> **YOUR TASK**: Restate all of the entries exactly, dropping any pictures they hold.
═════ MATERIAL ═════
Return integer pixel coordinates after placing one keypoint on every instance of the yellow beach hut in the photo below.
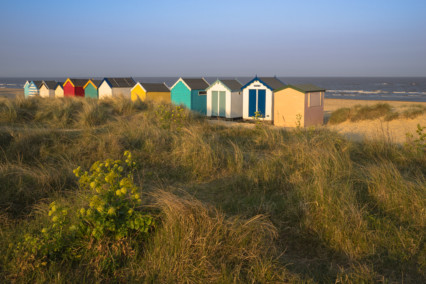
(158, 92)
(299, 105)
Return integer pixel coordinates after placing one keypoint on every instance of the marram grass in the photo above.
(231, 204)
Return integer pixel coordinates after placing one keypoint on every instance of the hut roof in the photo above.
(49, 84)
(233, 85)
(272, 83)
(305, 88)
(120, 82)
(37, 84)
(79, 82)
(59, 84)
(155, 87)
(196, 83)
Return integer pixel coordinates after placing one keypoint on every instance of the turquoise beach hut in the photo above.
(33, 88)
(190, 93)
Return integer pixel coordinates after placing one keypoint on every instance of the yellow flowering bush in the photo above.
(112, 204)
(111, 213)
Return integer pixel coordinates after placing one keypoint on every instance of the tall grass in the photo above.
(264, 205)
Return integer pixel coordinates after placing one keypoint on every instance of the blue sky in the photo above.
(213, 38)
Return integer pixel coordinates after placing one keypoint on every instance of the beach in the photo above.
(394, 131)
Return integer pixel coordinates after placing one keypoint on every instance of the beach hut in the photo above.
(190, 93)
(158, 92)
(299, 105)
(224, 99)
(26, 88)
(33, 88)
(47, 89)
(59, 90)
(258, 97)
(91, 89)
(116, 87)
(74, 87)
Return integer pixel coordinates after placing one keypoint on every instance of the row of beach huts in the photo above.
(265, 98)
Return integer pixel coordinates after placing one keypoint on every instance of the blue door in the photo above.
(252, 102)
(261, 102)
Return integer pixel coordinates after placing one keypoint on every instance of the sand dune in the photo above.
(393, 131)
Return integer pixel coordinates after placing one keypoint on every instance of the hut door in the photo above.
(261, 101)
(252, 102)
(222, 103)
(214, 103)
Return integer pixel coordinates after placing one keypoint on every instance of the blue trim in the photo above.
(256, 79)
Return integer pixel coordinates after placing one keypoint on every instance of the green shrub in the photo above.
(110, 214)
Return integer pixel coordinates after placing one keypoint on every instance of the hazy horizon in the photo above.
(205, 38)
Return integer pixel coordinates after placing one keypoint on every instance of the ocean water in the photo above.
(358, 88)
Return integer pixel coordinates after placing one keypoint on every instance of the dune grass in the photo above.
(233, 204)
(380, 110)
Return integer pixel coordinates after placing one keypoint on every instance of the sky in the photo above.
(212, 38)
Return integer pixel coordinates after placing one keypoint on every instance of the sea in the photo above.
(358, 88)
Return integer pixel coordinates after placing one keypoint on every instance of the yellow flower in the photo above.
(111, 211)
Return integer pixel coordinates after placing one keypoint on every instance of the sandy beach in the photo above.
(393, 131)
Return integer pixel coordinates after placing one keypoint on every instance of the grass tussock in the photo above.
(380, 110)
(254, 205)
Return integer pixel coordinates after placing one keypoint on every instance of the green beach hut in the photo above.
(190, 93)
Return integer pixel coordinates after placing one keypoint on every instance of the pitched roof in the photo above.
(155, 87)
(120, 82)
(272, 82)
(233, 85)
(196, 83)
(304, 88)
(49, 84)
(59, 84)
(37, 84)
(79, 82)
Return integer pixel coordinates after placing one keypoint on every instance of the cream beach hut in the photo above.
(158, 92)
(258, 97)
(224, 99)
(59, 90)
(47, 89)
(116, 87)
(299, 105)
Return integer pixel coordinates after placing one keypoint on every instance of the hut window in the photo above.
(314, 99)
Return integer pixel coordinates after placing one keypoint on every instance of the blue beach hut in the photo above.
(258, 96)
(190, 93)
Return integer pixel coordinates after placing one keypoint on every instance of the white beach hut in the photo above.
(116, 87)
(224, 99)
(258, 97)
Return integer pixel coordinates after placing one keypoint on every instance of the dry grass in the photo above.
(264, 205)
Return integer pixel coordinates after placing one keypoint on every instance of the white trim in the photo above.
(181, 80)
═════
> **PROBLEM SOLUTION**:
Return integer pixel coordinates after placing one keypoint on every instance of the yellow beach hut in the photo below.
(158, 92)
(299, 105)
Return integer pixel coordinates after placing one keypoint on every instance of the marram grass in the photo above.
(231, 204)
Return integer pixel coordinates after placing one keypoint on every instance of the hut roof in the photo above.
(49, 84)
(233, 85)
(272, 83)
(305, 88)
(120, 82)
(37, 84)
(79, 82)
(59, 84)
(155, 87)
(196, 83)
Return integer pixel coordinates after placing one keypoint on every instance of the turquoise beach hut in the photo above.
(33, 88)
(190, 93)
Return integer pixel coordinates after placing one keypoint on every instance of the yellow flowering bush in the photo above.
(112, 204)
(111, 213)
Return integer pixel coordinates after placing one keypoint on every instance of the tall grass in the photo above.
(264, 205)
Return integer pixel coordinates after placing one keypoint on every instance of the blue sky in the photo above.
(213, 38)
Return integer pixel coordinates after placing one keypoint on every instance of the beach in the photo above.
(394, 131)
Return integer pixel coordinates after placing one keypoint on every instance of the beach hut in the photo above.
(190, 93)
(158, 92)
(299, 105)
(224, 99)
(26, 88)
(33, 88)
(47, 89)
(59, 90)
(258, 97)
(91, 89)
(116, 87)
(74, 87)
Return integer pixel coordinates after placing one keypoint on every instance of the row of beach huts in the photo above.
(265, 98)
Return integer pixel coordinates after placing one keypoint on every instance of the blue door in the photo above.
(252, 102)
(261, 102)
Return integer pixel coordinates after placing one keypoint on every instance of the sand dune in the photo above.
(393, 131)
Return integer pixel coordinates after placing one keypoint on every instance of the hut door in the photo above.
(261, 101)
(252, 102)
(222, 103)
(214, 103)
Return integer pixel coordinates after placing one keypoint on every instance of the blue trim in the photo above.
(256, 79)
Return integer pixel coordinates after placing one keypoint on every instance of the green shrub in the photo above.
(110, 214)
Return integer pixel coordinates after placing one keypoint on every instance of the hazy horizon in the photo above.
(205, 38)
Return integer pixel coordinates after placing one keypoint on every instance of the ocean water in the photo above.
(358, 88)
Return integer pixel coordinates after placing one keypoint on every instance of the dune grass in the photo above.
(233, 204)
(380, 110)
Return integer pixel coordinates after placing one keypoint on every instance of the sky in the photo above.
(212, 38)
Return integer pixel coordinates after placing one keypoint on every instance of the sea in the photo above.
(358, 88)
Return integer pixel coordinates after placing one keypoint on every instance of the yellow flower in the photo above.
(111, 211)
Return integer pixel coordinates after placing one keypoint on every instance of the sandy beach in the photo above.
(393, 131)
Return integer pixel coordinates after placing one keypoint on every instance of the grass tussock in the photo above.
(380, 110)
(254, 205)
Return integer pixel coordinates after placing one keypoint on every instance of the green beach hut in the photo above.
(190, 93)
Return integer pixel coordinates after placing one keypoint on every instance of the pitched roof in the photo above.
(155, 87)
(120, 82)
(272, 82)
(233, 85)
(196, 83)
(304, 88)
(49, 84)
(59, 84)
(37, 84)
(79, 82)
Return integer pixel coordinates after placing one keypoint on every instance of the cream beach hut in the photo above.
(158, 92)
(258, 97)
(224, 99)
(59, 90)
(47, 89)
(116, 87)
(299, 105)
Return integer pixel coordinates after placing one keypoint on every instance of the hut window in the photo above.
(314, 99)
Return integer pixel coordinates after placing one keypoint on every instance of the blue beach hut in the photo above.
(258, 96)
(190, 93)
Return integer pixel coordinates after placing one keypoint on every instance of the white beach hut in the photo above.
(116, 87)
(224, 99)
(258, 97)
Return integer pixel coordinates after placing one keypoint on every instance of the dry grass in the photo above.
(264, 205)
Return integer pixel coordinates after placing one keypoint on every instance of the white trim in the photo above.
(181, 80)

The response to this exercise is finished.